**What you should do:** Print the records exactly as they are written.

[Stored entries]
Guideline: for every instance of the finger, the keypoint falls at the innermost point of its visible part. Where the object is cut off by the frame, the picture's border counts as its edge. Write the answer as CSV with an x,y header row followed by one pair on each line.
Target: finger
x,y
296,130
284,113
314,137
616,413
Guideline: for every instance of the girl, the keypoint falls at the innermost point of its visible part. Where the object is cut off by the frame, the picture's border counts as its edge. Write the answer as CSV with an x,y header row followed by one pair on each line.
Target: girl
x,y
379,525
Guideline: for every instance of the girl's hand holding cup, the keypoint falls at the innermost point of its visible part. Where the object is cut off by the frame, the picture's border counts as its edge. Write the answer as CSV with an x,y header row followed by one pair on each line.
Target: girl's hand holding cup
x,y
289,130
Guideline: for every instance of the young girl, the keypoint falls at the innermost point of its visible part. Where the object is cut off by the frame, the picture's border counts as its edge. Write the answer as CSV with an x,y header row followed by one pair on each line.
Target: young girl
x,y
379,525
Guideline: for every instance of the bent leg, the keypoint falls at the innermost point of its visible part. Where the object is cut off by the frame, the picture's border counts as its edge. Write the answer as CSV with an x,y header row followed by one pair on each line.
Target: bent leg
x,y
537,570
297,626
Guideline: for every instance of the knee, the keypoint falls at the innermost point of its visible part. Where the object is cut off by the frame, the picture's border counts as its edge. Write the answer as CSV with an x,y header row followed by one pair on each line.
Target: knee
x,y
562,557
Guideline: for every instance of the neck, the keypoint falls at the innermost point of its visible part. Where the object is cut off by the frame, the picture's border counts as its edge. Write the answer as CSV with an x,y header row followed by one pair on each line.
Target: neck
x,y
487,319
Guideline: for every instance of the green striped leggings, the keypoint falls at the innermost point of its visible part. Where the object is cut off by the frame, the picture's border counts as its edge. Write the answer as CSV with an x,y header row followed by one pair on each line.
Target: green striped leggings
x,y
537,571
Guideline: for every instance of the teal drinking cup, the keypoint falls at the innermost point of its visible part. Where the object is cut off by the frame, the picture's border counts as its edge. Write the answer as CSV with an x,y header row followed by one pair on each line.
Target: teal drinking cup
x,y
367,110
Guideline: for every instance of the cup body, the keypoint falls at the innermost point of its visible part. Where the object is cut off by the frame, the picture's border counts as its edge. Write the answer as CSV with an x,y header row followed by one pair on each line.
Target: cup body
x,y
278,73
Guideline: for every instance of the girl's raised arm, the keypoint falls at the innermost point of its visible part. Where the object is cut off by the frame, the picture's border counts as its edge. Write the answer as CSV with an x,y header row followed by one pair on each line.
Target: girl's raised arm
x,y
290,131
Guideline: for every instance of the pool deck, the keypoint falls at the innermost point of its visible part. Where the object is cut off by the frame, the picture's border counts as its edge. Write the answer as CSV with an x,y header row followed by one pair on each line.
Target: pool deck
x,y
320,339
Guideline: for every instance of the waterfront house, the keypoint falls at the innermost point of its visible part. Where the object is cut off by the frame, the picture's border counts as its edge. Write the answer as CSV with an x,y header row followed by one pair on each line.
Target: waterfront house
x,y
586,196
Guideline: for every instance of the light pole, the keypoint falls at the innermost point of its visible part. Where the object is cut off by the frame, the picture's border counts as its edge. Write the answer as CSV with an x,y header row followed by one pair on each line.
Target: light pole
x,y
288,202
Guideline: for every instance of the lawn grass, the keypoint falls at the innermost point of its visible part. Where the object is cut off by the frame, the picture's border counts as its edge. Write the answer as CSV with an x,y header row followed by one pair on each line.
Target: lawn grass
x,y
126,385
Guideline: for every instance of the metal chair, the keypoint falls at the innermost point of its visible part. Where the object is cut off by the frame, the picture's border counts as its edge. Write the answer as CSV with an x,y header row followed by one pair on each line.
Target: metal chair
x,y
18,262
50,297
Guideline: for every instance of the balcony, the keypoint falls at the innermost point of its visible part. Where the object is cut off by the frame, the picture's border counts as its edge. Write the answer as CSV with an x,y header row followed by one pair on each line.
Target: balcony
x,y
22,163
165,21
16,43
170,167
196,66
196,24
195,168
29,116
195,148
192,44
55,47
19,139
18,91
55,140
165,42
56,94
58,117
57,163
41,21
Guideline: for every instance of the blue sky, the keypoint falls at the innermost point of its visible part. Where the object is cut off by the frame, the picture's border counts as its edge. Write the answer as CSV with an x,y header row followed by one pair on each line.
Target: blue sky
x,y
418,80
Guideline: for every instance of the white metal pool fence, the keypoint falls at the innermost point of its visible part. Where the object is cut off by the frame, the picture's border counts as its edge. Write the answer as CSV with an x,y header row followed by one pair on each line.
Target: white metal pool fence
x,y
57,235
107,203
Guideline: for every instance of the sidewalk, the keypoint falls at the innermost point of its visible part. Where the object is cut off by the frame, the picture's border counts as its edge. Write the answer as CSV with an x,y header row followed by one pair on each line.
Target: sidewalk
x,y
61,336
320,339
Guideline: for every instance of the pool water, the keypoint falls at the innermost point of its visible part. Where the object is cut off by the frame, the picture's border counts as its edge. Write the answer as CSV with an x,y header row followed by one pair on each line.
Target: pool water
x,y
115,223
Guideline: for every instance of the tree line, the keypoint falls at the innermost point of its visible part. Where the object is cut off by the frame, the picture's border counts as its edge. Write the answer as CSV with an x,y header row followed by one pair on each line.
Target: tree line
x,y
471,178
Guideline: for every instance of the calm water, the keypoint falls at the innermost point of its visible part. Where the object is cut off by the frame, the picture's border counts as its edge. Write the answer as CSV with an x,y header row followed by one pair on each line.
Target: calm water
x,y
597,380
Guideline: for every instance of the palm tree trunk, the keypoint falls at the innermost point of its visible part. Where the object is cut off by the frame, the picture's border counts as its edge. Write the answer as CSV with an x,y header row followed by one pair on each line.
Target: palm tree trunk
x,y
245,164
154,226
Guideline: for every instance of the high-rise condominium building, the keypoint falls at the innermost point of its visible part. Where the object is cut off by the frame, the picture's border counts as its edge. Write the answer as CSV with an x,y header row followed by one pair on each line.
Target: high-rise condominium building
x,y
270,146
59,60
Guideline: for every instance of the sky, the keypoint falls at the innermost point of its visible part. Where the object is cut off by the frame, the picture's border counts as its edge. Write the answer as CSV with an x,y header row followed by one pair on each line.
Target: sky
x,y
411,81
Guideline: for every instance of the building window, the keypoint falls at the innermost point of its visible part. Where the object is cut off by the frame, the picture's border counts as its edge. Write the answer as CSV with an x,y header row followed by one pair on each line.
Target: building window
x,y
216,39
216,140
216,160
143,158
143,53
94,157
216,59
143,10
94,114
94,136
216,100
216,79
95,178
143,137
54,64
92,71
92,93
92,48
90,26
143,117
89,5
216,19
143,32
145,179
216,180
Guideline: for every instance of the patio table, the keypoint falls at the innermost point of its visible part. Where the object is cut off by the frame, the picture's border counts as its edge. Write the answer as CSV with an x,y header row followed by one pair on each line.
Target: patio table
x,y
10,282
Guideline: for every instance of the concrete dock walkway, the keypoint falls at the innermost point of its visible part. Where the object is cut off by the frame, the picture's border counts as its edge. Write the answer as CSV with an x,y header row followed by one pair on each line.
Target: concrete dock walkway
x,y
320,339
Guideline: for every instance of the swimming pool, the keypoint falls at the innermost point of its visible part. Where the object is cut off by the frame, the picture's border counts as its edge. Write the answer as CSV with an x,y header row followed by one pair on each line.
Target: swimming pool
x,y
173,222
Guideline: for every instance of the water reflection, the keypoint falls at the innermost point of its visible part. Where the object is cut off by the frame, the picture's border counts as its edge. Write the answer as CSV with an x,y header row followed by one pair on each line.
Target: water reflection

**Output of the exercise:**
Guideline: for every instance of the finger, the keypoint falls at the innermost point of its visible part. Where the object is cut off by the frame, the picture's border counts as its edge. Write the answer as CSV with an x,y header row followed by one pair on each line.
Target: finger
x,y
296,130
284,113
314,137
616,413
Guideline: for every instance of the girl, the keypoint falls at the innermost point of its visible part. Where the object is cut off by the frame, the picture's border counts as its edge. Write the answer as CSV with an x,y header row followed by one pair on each line.
Target: girl
x,y
379,525
Guideline: for every instance of the girl's hand holding cup, the keypoint falls at the innermost point of its visible part. Where the object is cut off by the frame, the picture's border counts as its edge. Write the answer as CSV with an x,y header row followed by one pair on each line.
Target: girl's hand holding cup
x,y
289,130
Guideline: for every instance of the young girl, the keypoint falls at the innermost point of its visible part. Where the object is cut off by the frame, the picture's border counts as its edge. Write the answer as CSV with an x,y header row followed by one pair on each line.
Target: young girl
x,y
379,525
Guideline: for every instance of the bent leg, the keypoint falls at the innermost point of its visible part. Where the object is cut off by the frame, the picture's border counts as its edge. Write the answer as CSV with an x,y header row followed by one pair on each line.
Target: bent leg
x,y
537,570
297,626
Guideline: for every instance of the knee, the keypoint falls at the innermost point of its visible part. Where the object is cut off by the frame, the picture's border counts as its edge. Write the answer as CSV with an x,y header row followed by one pair on each line.
Target: knee
x,y
562,557
Guideline: for every instance of the neck, the keypoint falls at the innermost point of its visible part. Where the object is cut off by the frame, the picture's border counts as its edge. Write the answer as CSV with an x,y header row followed by one pair on each line.
Target: neck
x,y
487,319
Guideline: for every instance of the green striped leggings, the keypoint falls at the innermost point of its visible part. Where the object is cut off by the frame, the picture's border counts as its edge. Write the answer as CSV with an x,y header row followed by one pair on each line.
Target: green striped leggings
x,y
537,571
Guideline: for every instance of the teal drinking cup, the keypoint falls at the innermost point of its visible part. Where the object is cut off by the frame, the picture's border counts as its edge. Write the answer as CSV with an x,y header row followed by one pair on each line.
Target: teal drinking cup
x,y
367,110
Guideline: for every instance of the cup body, the keypoint falls at the innermost point of its visible part. Where the object is cut off by the frame, the picture's border counts as its edge. Write the answer as CSV with an x,y header row followed by one pair on each line.
Target: cup body
x,y
278,73
Guideline: for every instance of the girl's raised arm, the keypoint falls at the innermost point of its visible part. Where the object is cut off by the frame, the picture's border counts as its edge. Write the answer as CSV with an x,y header row followed by one pair on each line.
Target: girl's raised arm
x,y
290,131
Guideline: for every instance of the pool deck, the keypoint falls at the innermost point of its visible part. Where the object is cut off by the frame, the picture's border counts as its edge. Write the answer as CSV with an x,y header row followed by one pair on each line.
Target: pool deck
x,y
320,339
Guideline: for every instance of the waterfront house, the keypoint falls at the innermost point of its visible part. Where the object is cut off by the frame, the picture's border counts as its edge. Write the answer as CSV with an x,y header row followed by one pair on each line.
Target: waterfront house
x,y
586,196
Guideline: for every instance of the light pole, the keypoint falls at the innermost point of its visible part. Where the object is cut off by the frame, the picture's border counts as its edge. Write the answer as CSV with an x,y header row followed by one pair on each line.
Target: light pole
x,y
288,202
Guideline: for every instance of the lawn grass, the keypoint falls at the innermost point of its visible part. Where the object is cut off by the frame, the picture's border counts as its edge. Write the answer as CSV with an x,y header row followed by one pair on each line.
Target: lawn grass
x,y
126,385
Guideline: for every instance of the metal chair, the keypoint falls at the innermost point of its visible part. Where the object is cut off by the frame, the picture's border counts as its edge. Write the answer as CSV with an x,y header row followed by one pair on each line.
Target: metal chair
x,y
18,262
50,297
Guideline: for every instance of the balcony, the keypoint falls at the innermost point of its visible part. Where the object is cut off by the frame, the picture's border counts as its edge. Write the answer as CSV with an x,y header row followed by one pair on each line.
Target: balcony
x,y
22,163
165,21
16,43
170,167
196,66
196,24
195,168
29,116
195,148
192,44
55,47
19,139
18,91
55,140
165,42
56,94
58,117
57,163
41,21
Guideline: for every instance of the blue sky, the keypoint falls at the innermost point of its visible part. Where the object is cut off by the frame, the picture's border counts as its edge. Write the answer as CSV with an x,y header row followed by one pair on each line.
Target: blue sky
x,y
418,80
Guideline: for every instance of the white metal pool fence, the keypoint falls at the innermost point of its visible part. Where the object is cut off by the frame, the picture's border counts as its edge. Write the answer as CSV with an x,y header row followed by one pair on each line.
Target: white metal pool fence
x,y
57,235
107,203
Guideline: for every instance of the sidewalk, the keypoint falls at the innermost point of its visible part. Where the object is cut off by the frame, the picture's border counts as its edge. Write the answer as CSV with an x,y header row followed by one pair on each line.
Target: sidewalk
x,y
61,336
320,339
Guideline: for every instance of the pool water, the keypoint falls at the innermost point of its visible part. Where the object is cut off by the frame, the picture's border counts as its edge. Write the answer as CSV with an x,y header row followed by one pair on each line.
Target: pool water
x,y
115,223
Guideline: for every instance of the tree line, the keypoint falls at the innermost point of its visible part. Where the object is cut off by the frame, the picture's border counts as its edge. Write the answer as CSV with an x,y header row followed by one pair on each line.
Target: tree line
x,y
471,178
Guideline: for every instance of the calm water, the keypoint falls at the innermost point of its visible part. Where the object is cut off by the frame, the picture's border counts as its edge. Write the answer as CSV with an x,y header row followed by one pair on each line.
Target: calm water
x,y
597,380
Guideline: for every instance of the palm tree trunk, the keypoint falls at the innermost point of its visible part. Where the object is cut off by the frame, the picture's border counts as its edge. Write the answer as CSV with an x,y header row followed by one pair on each line.
Target: palm tree trunk
x,y
245,164
154,226
Guideline: for every instance of the high-rise condominium building, the keypoint falls at the innermost point of its visible part. Where the object is cut off by the frame, the picture's border counts as its edge. Write the answer as CSV with an x,y header row followed by one pair on each line.
Target: high-rise condominium building
x,y
270,146
59,60
Guideline: for every instance of the sky, the keypoint falls at the innermost point of its visible part. Where the object is cut off by the frame, the picture's border counts as its edge. Write the answer as CSV with an x,y header row followed by one pair on each line.
Target: sky
x,y
411,81
Guideline: for every instance of the building window, the keypoint falls at the innermost point of its visible part. Where the object is cut off by the frame, the picture's border counts as its edge. Write the answer as CSV with an x,y header row followed by one pair on each line.
Target: building window
x,y
216,39
216,140
216,160
143,158
143,53
94,157
216,59
143,10
94,114
94,136
216,100
216,79
95,178
143,137
54,64
92,71
92,93
92,48
90,26
143,117
89,5
216,19
143,32
145,179
216,180
Guideline: for every instance of the patio table, the keypoint falls at the innermost point of its visible part. Where the object is cut off by the frame, the picture's border counts as its edge. Write the answer as CSV with an x,y header row followed by one pair on each line.
Target: patio table
x,y
10,282
Guideline: for every instance of the concrete dock walkway, the keypoint falls at the innermost point of its visible part. Where the object is cut off by the frame, the picture's border counts as its edge. Write the answer as CSV with an x,y header row followed by one pair on each line.
Target: concrete dock walkway
x,y
320,339
Guideline: for every instance of the swimming pool, the keypoint falls at the innermost point of its visible part. Where the object is cut off by the frame, the picture's border counts as its edge. Write the answer as CSV with an x,y header row followed by one pair on each line.
Target: swimming pool
x,y
173,222
Guideline: for every instance of the water reflection, the keypoint falls at the innermost point of its visible part. Where the object is cut off by the frame, the picture's border counts as its edge. Write the answer as CSV with an x,y header row followed by one pair on each line.
Target: water reflection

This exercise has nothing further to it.